- [Problem details]
Reproduce each of the items below verbatim, omitting the pictures from your reply.

- [Extracted entries]
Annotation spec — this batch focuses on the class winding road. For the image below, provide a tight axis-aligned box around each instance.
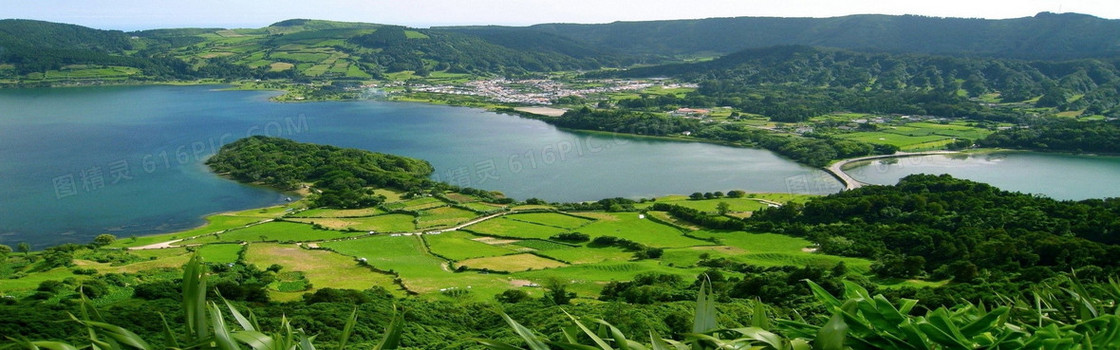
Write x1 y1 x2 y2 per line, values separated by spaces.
824 150 959 191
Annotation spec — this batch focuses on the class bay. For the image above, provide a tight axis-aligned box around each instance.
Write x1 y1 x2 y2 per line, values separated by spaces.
0 86 840 248
846 151 1120 200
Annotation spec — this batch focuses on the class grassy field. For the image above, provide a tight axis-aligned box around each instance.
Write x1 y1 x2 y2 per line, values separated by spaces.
459 202 505 213
385 197 447 211
422 231 516 260
245 243 402 301
289 214 417 232
466 217 568 239
578 213 711 248
456 254 568 273
417 206 478 229
839 122 992 150
194 245 242 264
536 247 634 264
680 230 871 273
109 214 264 248
291 208 385 218
640 196 767 213
505 213 592 230
324 236 510 298
180 221 356 245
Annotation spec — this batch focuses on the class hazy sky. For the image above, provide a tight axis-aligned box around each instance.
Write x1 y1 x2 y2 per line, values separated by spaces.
0 0 1120 30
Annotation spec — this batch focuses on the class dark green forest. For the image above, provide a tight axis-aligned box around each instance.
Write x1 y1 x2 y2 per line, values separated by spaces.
206 136 432 208
522 12 1120 59
592 46 1120 122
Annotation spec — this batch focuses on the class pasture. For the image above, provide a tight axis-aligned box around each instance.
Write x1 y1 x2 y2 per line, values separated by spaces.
421 231 516 260
466 217 568 239
456 254 568 273
245 243 403 301
578 212 711 248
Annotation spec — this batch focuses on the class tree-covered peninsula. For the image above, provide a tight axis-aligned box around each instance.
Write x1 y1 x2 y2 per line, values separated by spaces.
206 136 432 208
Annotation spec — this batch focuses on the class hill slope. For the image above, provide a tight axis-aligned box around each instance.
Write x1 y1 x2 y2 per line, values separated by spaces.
526 12 1120 59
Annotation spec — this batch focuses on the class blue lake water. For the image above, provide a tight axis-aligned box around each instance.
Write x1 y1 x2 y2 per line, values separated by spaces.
0 86 840 248
847 151 1120 200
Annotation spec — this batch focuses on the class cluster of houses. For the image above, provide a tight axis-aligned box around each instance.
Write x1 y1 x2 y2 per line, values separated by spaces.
412 79 653 105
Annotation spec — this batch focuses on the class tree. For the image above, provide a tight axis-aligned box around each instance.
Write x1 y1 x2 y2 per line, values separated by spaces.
716 202 731 215
541 277 576 305
93 233 116 247
494 289 529 304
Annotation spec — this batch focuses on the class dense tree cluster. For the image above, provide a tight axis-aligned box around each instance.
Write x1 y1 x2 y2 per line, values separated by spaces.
533 12 1120 59
748 175 1120 280
977 119 1120 154
206 136 432 208
598 46 1120 118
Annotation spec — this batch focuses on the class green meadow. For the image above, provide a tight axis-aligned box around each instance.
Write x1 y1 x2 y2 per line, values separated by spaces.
3 192 887 301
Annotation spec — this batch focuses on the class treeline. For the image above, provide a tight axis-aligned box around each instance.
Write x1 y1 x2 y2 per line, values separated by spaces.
747 175 1120 282
528 12 1120 59
542 108 898 167
206 136 432 208
596 46 1120 121
977 119 1120 154
344 26 618 75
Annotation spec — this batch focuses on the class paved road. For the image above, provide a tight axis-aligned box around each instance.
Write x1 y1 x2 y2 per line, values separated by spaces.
824 150 959 191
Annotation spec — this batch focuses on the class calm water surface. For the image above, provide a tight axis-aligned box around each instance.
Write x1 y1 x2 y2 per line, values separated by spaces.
847 153 1120 200
0 86 840 248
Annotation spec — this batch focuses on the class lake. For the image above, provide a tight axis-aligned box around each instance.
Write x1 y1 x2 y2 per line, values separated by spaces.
846 151 1120 200
0 86 841 248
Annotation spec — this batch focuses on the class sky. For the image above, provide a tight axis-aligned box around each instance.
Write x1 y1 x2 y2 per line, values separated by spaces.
0 0 1120 30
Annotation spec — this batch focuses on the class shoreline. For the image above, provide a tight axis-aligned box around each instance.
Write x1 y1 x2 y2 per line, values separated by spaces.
824 150 961 191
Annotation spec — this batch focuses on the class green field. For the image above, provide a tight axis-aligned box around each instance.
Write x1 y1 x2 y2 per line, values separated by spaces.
245 243 400 301
536 247 634 264
323 236 508 298
417 206 478 229
505 213 592 230
291 208 385 218
289 214 417 232
839 122 992 150
384 197 447 211
578 213 711 248
422 231 516 260
109 214 264 248
196 243 242 264
466 217 568 239
459 202 505 213
181 221 355 245
457 254 568 273
642 196 767 213
680 230 871 273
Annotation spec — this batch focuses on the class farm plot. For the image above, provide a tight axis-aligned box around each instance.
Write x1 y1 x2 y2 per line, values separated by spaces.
245 243 400 301
417 206 478 229
323 236 508 298
505 213 594 230
458 254 568 273
181 221 354 245
466 218 568 239
422 231 515 260
579 213 711 248
291 208 385 218
196 243 242 264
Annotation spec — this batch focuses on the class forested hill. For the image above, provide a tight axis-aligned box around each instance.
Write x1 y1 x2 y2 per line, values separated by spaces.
525 12 1120 59
598 46 1120 116
206 136 432 208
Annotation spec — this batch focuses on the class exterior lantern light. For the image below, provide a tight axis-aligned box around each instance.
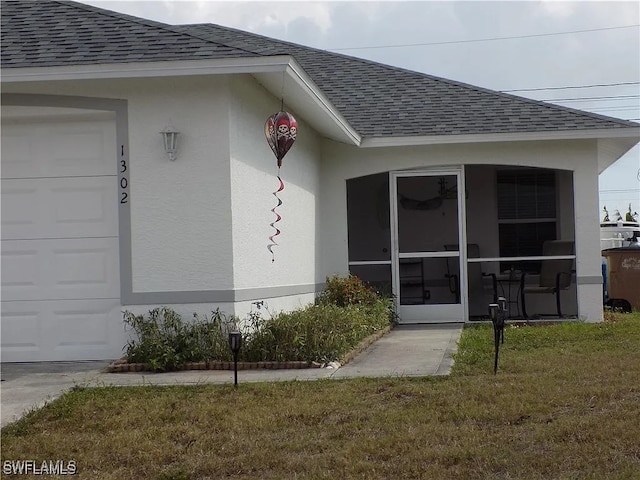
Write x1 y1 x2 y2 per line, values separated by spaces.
160 126 180 162
229 330 242 387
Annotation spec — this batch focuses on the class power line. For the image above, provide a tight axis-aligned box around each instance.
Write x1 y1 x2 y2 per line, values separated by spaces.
540 95 640 102
327 24 640 52
500 82 640 93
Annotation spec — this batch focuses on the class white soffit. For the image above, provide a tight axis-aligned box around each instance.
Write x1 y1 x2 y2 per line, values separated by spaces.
253 58 362 145
2 55 361 145
361 126 640 148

- [Worked solution]
Annotation spec — this batch focuses on the class winding road. For the image below, provide a tight axis-aligned box around each instance.
Write x1 y1 x2 y2 per line, values separated by spaces.
824 150 959 191
Annotation spec — this batch focuses on the class bay. For the image above, provide a tight axis-aligned box around each instance.
Write x1 y1 x2 y2 per line, values separated by spaces.
0 86 840 248
846 151 1120 200
Annotation spec — this batch focuses on the class grassy field. For the image above, provide a tight axis-aligned box around each instance.
Write x1 y1 x2 y2 per line, values separated by spaces.
459 202 505 213
385 197 447 211
422 231 516 260
245 243 402 301
289 214 417 232
466 217 568 239
578 213 711 248
456 254 568 273
417 206 478 229
839 122 992 150
194 245 242 264
536 247 634 264
680 230 871 273
109 214 264 248
291 208 385 218
640 196 767 213
505 213 592 230
324 236 510 298
180 221 356 245
Annotation spec — this batch focuses on the class hazy sky. For the image above, provide a tight axis-aligned box around each instance.
Write x1 y1 x2 y2 per line, values separated by spaces.
0 0 1120 30
Annotation spec — this batch focuses on the class dark green forest. For the image above, provide a tight axis-aligned box around each instance.
Write x1 y1 x2 y2 per line, values separated by spaces.
206 136 432 208
522 12 1120 59
592 46 1120 122
Annotation spec — this batch focuses on the class pasture. For the image above, provide a tight axis-aligned box around each instance.
Write x1 y1 x2 y2 per line, values separated by spaces.
421 231 516 260
466 217 568 239
456 254 568 273
245 243 403 301
578 212 711 248
Annotation spec — this batch focuses on the class tree-covered peninsula. For the image above, provide a tight axis-aligned box around each instance.
Write x1 y1 x2 y2 per line, values separated by spaces.
206 136 432 208
Annotation spec — this batch focuses on the class hill slope. For the image above, provide a tight axis-aligned box around each instance.
Write x1 y1 x2 y2 per line, values separated by spaces.
526 12 1120 59
Annotation spec — this batch focuses on the class blue lake water. For the image above, provide a tight axis-aligned box around each instance.
Write x1 y1 x2 y2 per line, values separated by spaces.
0 86 840 248
847 151 1120 200
Annotation spec — this batch focuses on the class cluster of houses. For the image above, provide a tight axis-aligned box around each instance.
Write x1 y1 x2 y2 per line, values separated by spaces.
412 79 653 105
Annotation spec — this batch focuses on the class tree. For the image above, provide a tight axis-aligned box around each instance.
Write x1 y1 x2 y2 per line, values separated by spaces.
716 202 731 215
541 277 576 305
93 233 116 247
494 289 529 304
Annotation spec — this batch focuses on the class dense tree cluster. For the image above, provide a tight axis-aligned box around each instance.
Write x1 y1 x2 y2 per line, values separated by spaces.
533 12 1120 59
748 175 1120 280
977 119 1120 154
206 136 432 208
598 46 1120 118
Annotation spec — this batch focuses on the class green meadow. For the image above, provide a tight axis-aligned box around each instance.
Write x1 y1 x2 y2 per line, values separated by spaces.
3 192 887 301
Annotation spec — this batch focuses on the class treeline. For the image above, provide a tight axis-aligned box around each instance.
Write x1 y1 x2 y2 per line, values separated by spaces.
747 175 1120 282
528 12 1120 59
542 108 898 167
206 136 432 208
596 46 1120 121
977 119 1120 154
344 26 618 75
Annotation spec — this batch focuses on the class paved road. For the image above, provide a tight axis-aligned box around each instance.
Write x1 y1 x2 y2 per line, values separated by spaces.
824 150 959 191
Annotation spec — this batch focuses on the class calm water surface. For the image above, provide a tight axis-aligned box around each instance.
Write x1 y1 x2 y2 per line, values separated by spaces.
847 153 1120 200
0 86 840 248
Annotation spec — this batch focuses on the class lake. For the image above, provide a tight axis-aligned box around each instance.
Write x1 y1 x2 y2 per line, values separated by spaces.
846 151 1120 200
0 86 841 248
Annotation spec — this batch focuses on the class sky. For the image above, provide a tight axis-aligned box around each instance.
Write x1 y1 x2 y2 per line, values separated by spaces.
0 0 1120 30
Annotation spec — this batch focuses on the class shoreline. For the image above, provide a tight axis-aligned box around each instance.
Write x1 y1 x2 y2 per line, values separated by spaces.
824 150 961 191
Annotation spec — this batch focuses on the class green field. For the image above, provide a tight axis-aligned box around each instance.
Write x1 y1 x2 y2 per line, values separated by spaces.
245 243 400 301
536 247 634 264
323 236 508 298
417 206 478 229
505 213 592 230
291 208 385 218
289 214 417 232
839 122 992 150
384 197 447 211
578 213 711 248
422 231 516 260
109 214 264 248
196 243 242 264
466 217 568 239
459 202 505 213
181 221 355 245
457 254 568 273
642 196 767 213
680 230 871 273
Annotation spec — this batch focuses on the class farm plot. For the image above, provide a tight axis-aligned box around each instance.
Write x1 y1 x2 y2 per line, values separated by spaces.
245 243 400 301
417 206 478 229
323 236 508 298
505 213 594 230
458 254 568 273
181 221 354 245
466 218 568 239
422 231 515 260
579 213 711 248
291 208 385 218
196 243 242 264
Annotation spec — this batch focuses on the class forested hill. For the image above, provide a tight axis-aligned box around each instance.
Write x1 y1 x2 y2 per line, values separated by spaces.
525 12 1120 59
598 46 1120 116
206 136 432 208
Annotation spec — this batch focuses on the class exterior lantern light. For the image below, provide a tight axis-aligned box around each instance.
Write x1 y1 x2 y2 per line, values separated by spaces.
160 126 180 162
229 330 242 387
Annotation spec — this batch focuses on the class power line. For the image above, provide a tight axis-aligned box around each instance.
Write x1 y1 x2 y2 per line, values separated by spaces.
540 95 640 102
327 24 640 52
500 82 640 93
Annotation spec — this batch focuses on the class white soffit. For the image above, provide a tight axis-aligned box around each instance.
Write x1 y1 x2 y2 per line, values separated by spaces.
253 58 362 145
2 55 361 145
361 126 640 148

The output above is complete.